# Fragen zum Text:
1. Entnimm dem Interview über Roboter die Stelle, die bei „Standard: Angesichts von“ anfängt und bei „das nächste Teil.“ aufhört, und gib sie Wort für Wort wieder.
2. Sag zu jeder Aussage mit ja oder nein, ob sie zum Interview über Roboter passt, und zitiere jeweils die Worte, die das entscheiden: (a) Laut Wahlster hat Deutschland eine hohe Roboterdichte. (b) Laut Wahlster merkt sich eine selbstfahrende Maschine, wenn plötzlich ein Kind zwischen parkenden Autos hervorläuft. (c) Laut Wahlster wollen Informatiker das menschliche Gehirn nachbauen.

--- Ausgangstext ---

Standard: Ist es gar nicht möglich, Roboter die menschliche Sensomotorik zu lehren? Wahlster: Es gibt kein Naturgesetz, das besagt, dass das nicht funktionieren kann. Ich frage mich, ob es überhaupt notwendig ist: Das menschliche Gehirn ist ja nur zu einem Teil elektrisch determiniert. Es ist ja vor allem eine chemische Maschine, da laufen zahlreiche Prozesse ab, die von Hormonen überlagert sind. Kein Informatiker der Welt hat im Sinn, das nachzubauen. Niemand will einen humanoiden Roboter entwickeln, wie er einst in Perry Rhodan- Groschenromanen beschrieben wurde. Menschen gibt es genug. Die Forschung bemüht sich eher um Assistenzsysteme, um die Defizite des Menschen auszugleichen. Zum Beispiel, was Multitasking betrifft. Wir können zwei, drei Dinge gleichzeitig machen. Wenn es mehr wird, muss die künstliche Intelligenz helfen. Es geht um die sinnvolle Ergänzung von Mensch und Maschine.
Standard: Angesichts von Begriffen wie Industrie 4.0 herrscht ja große Sorge, Jobs an Roboter zu verlieren. Ist die Sorge nicht berechtigt? Wahlster: Ich habe eine Gegenthese. Überall dort, wo es viele Roboter gibt, haben wir eine geringe Arbeitslosigkeit. In Deutschland zum Beispiel haben wir eine hohe Roboterdichte. Überall dort, wo es wenige Roboter gibt, ist die Arbeitslosigkeit höher. Es ist ja auch klar: Durch die Verbindung von menschlicher und maschineller Intelligenz wird die Produktivität gesteigert. Das war zuletzt auch in Deutschland so. Der Roboter wartet als Butler, bis der Mensch fertig ist, und reicht ihm dann das nächste Teil.
Standard: Woran fehlt es Robotersystemen eigentlich noch? Wahlster: Roboter können zwar lernen, aber sie können nicht wie der Mensch ein episodisches Gedächtnis aufbauen und auf vorige Erfahrungen aufbauen. Nur so könnte man sie darauf einstellen, sich auch bei seltenen Ereignissen zurechtzufinden. Wenn wir auf der Straße fahren, und ein Kind läuft plötzlich zwischen den parkenden Autos hervor, bremsen wir hoffentlich rechtzeitig: Diese Erfahrung brennt sich in unser Gedächtnis ein. Die selbstfahrende Maschine merkt sich das nicht. Ein anderes Problem ist: Hochgezüchtete Systeme bieten zwar eine Lösung an, sie können es aber nicht erklären, warum das die beste aller Lösungen sein soll. Bei einem Schachspiel ist das egal, aber was machen wir beim Vorschlag, eine bestimmte ausdifferenzierte Chemotherapie anzuwenden? Das muss der Arzt verantworten. Da braucht es dann eine nachvollziehbare Erklärung.
WOLFGANG WAHLSTER (63) ist Professor für Künstliche Intelligenz an der Universität des Saarlandes. Er hat den Begriff Industrie 4.0 geprägt Vergangene Woche hielt er die Keynote zur Abschlussveranstaltung der Uni-WienSemsterfrage zur digitalen Zukunft.

--- Vorliegende Daten ---

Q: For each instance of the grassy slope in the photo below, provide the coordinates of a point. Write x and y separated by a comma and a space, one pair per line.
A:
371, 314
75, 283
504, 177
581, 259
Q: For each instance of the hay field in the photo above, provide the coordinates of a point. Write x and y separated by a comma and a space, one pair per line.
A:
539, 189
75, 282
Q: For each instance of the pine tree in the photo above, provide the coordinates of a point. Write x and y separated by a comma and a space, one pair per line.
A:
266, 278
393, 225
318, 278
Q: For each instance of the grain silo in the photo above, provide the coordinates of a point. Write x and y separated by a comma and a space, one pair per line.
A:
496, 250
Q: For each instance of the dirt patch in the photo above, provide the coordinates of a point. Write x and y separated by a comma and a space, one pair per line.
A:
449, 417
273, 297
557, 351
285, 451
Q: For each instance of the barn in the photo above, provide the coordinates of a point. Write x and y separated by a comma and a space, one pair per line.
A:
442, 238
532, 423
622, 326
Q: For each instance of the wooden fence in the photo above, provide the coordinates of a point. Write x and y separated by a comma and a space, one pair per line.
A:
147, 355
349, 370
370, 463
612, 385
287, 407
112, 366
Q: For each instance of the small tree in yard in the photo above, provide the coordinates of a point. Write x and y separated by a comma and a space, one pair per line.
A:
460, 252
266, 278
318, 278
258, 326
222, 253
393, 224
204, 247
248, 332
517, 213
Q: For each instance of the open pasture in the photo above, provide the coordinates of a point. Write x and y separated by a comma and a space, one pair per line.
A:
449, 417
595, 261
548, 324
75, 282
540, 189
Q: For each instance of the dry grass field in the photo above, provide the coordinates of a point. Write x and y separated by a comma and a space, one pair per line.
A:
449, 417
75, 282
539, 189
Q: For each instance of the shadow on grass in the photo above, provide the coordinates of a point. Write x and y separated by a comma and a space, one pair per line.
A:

---

# Schriftliche Antworten:
1.
Standard: Angesichts von Begriffen wie Industrie 4.0 herrscht ja große Sorge, Jobs an Roboter zu verlieren. Ist die Sorge nicht berechtigt? Wahlster: Ich habe eine Gegenthese. Überall dort, wo es viele Roboter gibt, haben wir eine geringe Arbeitslosigkeit. In Deutschland zum Beispiel haben wir eine hohe Roboterdichte. Überall dort, wo es wenige Roboter gibt, ist die Arbeitslosigkeit höher. Es ist ja auch klar: Durch die Verbindung von menschlicher und maschineller Intelligenz wird die Produktivität gesteigert. Das war zuletzt auch in Deutschland so. Der Roboter wartet als Butler, bis der Mensch fertig ist, und reicht ihm dann das nächste Teil.

2.
(a) Ja: „In Deutschland zum Beispiel haben wir eine hohe Roboterdichte.“
(b) Nein: „Die selbstfahrende Maschine merkt sich das nicht.“
(c) Nein: „Kein Informatiker der Welt hat im Sinn, das nachzubauen.“